**Provided text**
========================================

= I Thought About You =

1939 song by Jimmy Van Heusen and Johnny Mercer

"I Thought About You" is a 1939 popular song composed by Jimmy Van Heusen with lyrics by Johnny Mercer.

==Background==
It was one of three collaborations Van Heusen and Mercer wrote for the Mercer-Morris publishing company started by Mercer and former Warner Bros. publisher Buddy Morris. The other two were called "Blue Rain" and "Make with the Kisses". "I Thought About You" was by far the most popular of the songs.

The lyrics were inspired by Mercer's train trip to Chicago. The first line is: "I took a trip on a train." Mercer said about the song:

"I can remember the afternoon that we wrote it. He [Van Heusen] played me the melody. I didn't have any idea, but I had to go to Chicago that night. I think I was on the Benny Goodman program. And I got to thinking about it on the train. I was awake, I couldn't sleep. The tune was running through my mind, and that's when I wrote the song. On the train, really going to Chicago."

Mercer wrote other songs about trains, including "Blues in the Night" (1940) and "On the Atchison, Topeka and the Santa Fe" (1946).

== Recordings ==
- Bob Berg – In the Shadows
- Kenny Burrell with Coleman Hawkins – Bluesy Burrell (1962)
- Uri Caine – Live at the Village Vanguard (2003)
- Miles Davis – Someday My Prince Will Come (1961)
- Stan Getz with Kenny Barron – Voyage
- Benny Goodman with Mildred Bailey – 1939
- Johnny Hartman - And I Thought About You (1959)
- Billie Holiday with Bobby Tucker – Recital (1954)
- Shirley Horn - I Thought About You (1987)
- Branford Marsalis with Kenny Kirkland – Random Abstract
- Carmen McRae – The Great American Songbook (1972)
- Diane Schuur and Johnny Smith
- Frank Sinatra – Songs for Swingin' Lovers! (1956)
- Mel Tormé and Cleo Laine - Nothing Without You (1992)
- David Bowie – "I Took a Trip on a Gemini Spaceship" from Heathen (2002)
- Dinah Washington recorded the song for her 1959 album What a Diff'rence a Day Makes!

========================================

**Data supplied**
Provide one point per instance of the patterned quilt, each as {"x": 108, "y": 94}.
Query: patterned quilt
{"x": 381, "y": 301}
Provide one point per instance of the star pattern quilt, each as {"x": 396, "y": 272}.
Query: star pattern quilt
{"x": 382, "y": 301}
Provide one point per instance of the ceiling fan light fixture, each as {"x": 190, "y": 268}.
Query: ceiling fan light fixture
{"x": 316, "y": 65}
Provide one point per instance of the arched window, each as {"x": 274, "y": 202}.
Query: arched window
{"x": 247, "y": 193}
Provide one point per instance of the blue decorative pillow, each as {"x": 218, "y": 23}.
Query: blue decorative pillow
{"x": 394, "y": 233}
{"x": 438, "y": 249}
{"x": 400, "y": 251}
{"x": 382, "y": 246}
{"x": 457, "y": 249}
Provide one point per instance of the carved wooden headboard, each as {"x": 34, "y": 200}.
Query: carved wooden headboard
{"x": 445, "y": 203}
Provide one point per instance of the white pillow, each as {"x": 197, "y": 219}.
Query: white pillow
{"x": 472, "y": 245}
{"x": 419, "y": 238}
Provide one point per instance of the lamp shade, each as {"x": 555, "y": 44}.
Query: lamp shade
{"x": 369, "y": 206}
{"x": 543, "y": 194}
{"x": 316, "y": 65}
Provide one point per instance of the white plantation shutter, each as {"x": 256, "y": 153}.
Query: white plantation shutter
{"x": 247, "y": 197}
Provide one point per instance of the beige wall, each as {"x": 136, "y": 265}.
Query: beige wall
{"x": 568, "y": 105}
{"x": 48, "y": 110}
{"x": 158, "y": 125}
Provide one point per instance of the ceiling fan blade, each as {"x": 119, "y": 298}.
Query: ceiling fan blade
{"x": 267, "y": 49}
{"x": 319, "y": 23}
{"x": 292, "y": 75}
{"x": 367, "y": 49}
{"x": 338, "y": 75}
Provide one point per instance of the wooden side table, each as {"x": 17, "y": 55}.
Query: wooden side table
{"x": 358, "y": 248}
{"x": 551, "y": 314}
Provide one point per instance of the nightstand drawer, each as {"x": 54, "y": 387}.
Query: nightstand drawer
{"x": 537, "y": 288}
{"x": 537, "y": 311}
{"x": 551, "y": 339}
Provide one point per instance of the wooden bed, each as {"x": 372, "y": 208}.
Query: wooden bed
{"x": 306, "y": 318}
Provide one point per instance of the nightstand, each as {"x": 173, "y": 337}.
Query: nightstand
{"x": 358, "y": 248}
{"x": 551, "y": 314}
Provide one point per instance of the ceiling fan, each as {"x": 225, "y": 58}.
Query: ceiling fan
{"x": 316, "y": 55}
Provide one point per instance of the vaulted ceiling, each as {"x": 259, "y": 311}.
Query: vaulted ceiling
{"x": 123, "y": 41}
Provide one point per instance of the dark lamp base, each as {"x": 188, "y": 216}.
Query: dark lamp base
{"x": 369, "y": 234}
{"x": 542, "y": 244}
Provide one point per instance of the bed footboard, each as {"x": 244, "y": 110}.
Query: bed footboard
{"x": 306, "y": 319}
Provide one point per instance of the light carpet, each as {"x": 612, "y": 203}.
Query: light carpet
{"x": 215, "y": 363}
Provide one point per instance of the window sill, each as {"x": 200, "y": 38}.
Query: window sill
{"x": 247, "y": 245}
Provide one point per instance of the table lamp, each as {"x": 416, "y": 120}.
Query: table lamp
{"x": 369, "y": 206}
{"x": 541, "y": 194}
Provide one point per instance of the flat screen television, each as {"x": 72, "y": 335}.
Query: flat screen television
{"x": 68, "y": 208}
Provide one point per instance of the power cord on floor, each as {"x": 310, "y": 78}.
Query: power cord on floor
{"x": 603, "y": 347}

========================================

**Tasks**
• 1. From the song article above, copy the passage from "- Miles Davis" to "About You (1987)".
• 2. Using the song article above, answer each question briefly:
(a) For which publishing company did Van Heusen and Mercer write their three collaborations?
(b) To which city was Mercer traveling by train when he wrote the song?
(c) On which Frank Sinatra album does the song appear, according to the recordings list?
• 3. Decide whether each statement agrees with the song article, and support each yes or no with a quotation from it:
(a) Jimmy Van Heusen wrote the lyrics of the song.
(b) Mercer said he could not sleep during the train trip.
(c) Miles Davis recorded the song on Someday My Prince Will Come in 1961.

**Your responses**
• 1.
- Miles Davis – Someday My Prince Will Come (1961)
- Stan Getz with Kenny Barron – Voyage
- Benny Goodman with Mildred Bailey – 1939
- Johnny Hartman - And I Thought About You (1959)
- Billie Holiday with Bobby Tucker – Recital (1954)
- Shirley Horn - I Thought About You (1987)

• 2.
(a) The Mercer-Morris publishing company
(b) Chicago
(c) Songs for Swingin' Lovers! (1956)

• 3.
(a) No: "composed by Jimmy Van Heusen with lyrics by Johnny Mercer"
(b) Yes: "I was awake, I couldn't sleep."
(c) Yes: "Miles Davis – Someday My Prince Will Come (1961)"